Détails de l'exercice: Poursuivez l'extrait ci-dessous, un récit sur la découverte de l'argent dans une petite entreprise, en reprenant après sa dernière phrase.

───── Extrait ─────

Dans ma vie antérieure, je ne savais pas d'où venait l'argent de mon salaire. Enfin si, je savais que c'était des histoires de subventions, untel du Conseil Général qui faisait partie du bureau de l'association, et qui était copain avec unetelle de la direction. Mais cela m'était égal. En outre, personne dans ma famille n'avait d'expérience similaire à celle dans laquelle je me lançais : ils étaient fonctionnaires ou employés d'entreprises gigantesques quasi-assimilables à des administrations. Il nous fallut donc tout découvrir seuls, mais nous ne tardâmes pas à comprendre l'essence même d'une petite entreprise : l'ARGENT. Moi qui suis tout sauf vénal, je fus contraint de parler d'argent, souvent, et beaucoup.

───── Section des données ─────

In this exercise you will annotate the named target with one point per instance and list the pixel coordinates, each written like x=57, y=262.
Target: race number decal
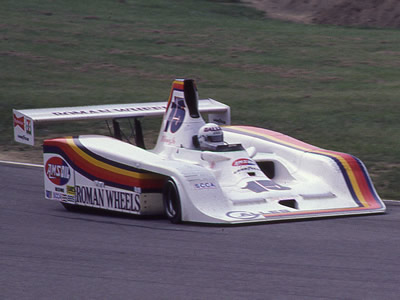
x=57, y=170
x=176, y=116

─────

Réponse ci-dessous:
Je m'aperçus que gagner de l'argent, pour de vrai, en allant chercher soi-même le travail, pour le faire ensuite le mieux possible, puis devoir pleurer pour obtenir son paiement, c'était difficile. Je m'aperçus en outre qu'une fois cet argent difficilement gagné, il fallait en redonner la moitié à l'Etat, pour qu'il en distribue ensuite une partie à des collectivités, afin qu'une poignée d'artistes véritables vivote difficilement et qu'une louchée de parasites en profite. Et surtout, je m'aperçus que, comme quand j'étais intermittent, j'étais condamné au CDD perpétuel : si un jour les affaires devaient connaître une petite baisse, alors l'argent n'arriverait plus, et je devrais cependant toujours en donner la moitié et même plus à l'Etat et aux banques, sans délai, sans contrepartie, sans faute, sans me plaindre et sans faire la grève.

Aujourd'hui, je fulmine quand j'entends le discours simpliste et affligeant de la LCR. Je peste contre les « grands patrons » qui empochent des millions, simplement parce qu'ils ont été licenciés. Je conchie les journalistes qui continuent d'entretenir le mythe délirant du jeune patron dynamique qui gagne forcément beaucoup d'argent, qui prend des cours privés de tennis le soir et qui participe à des cocktails, un verre de champagne dans la main gauche, et un contrat prêt à être signé dans la main droite.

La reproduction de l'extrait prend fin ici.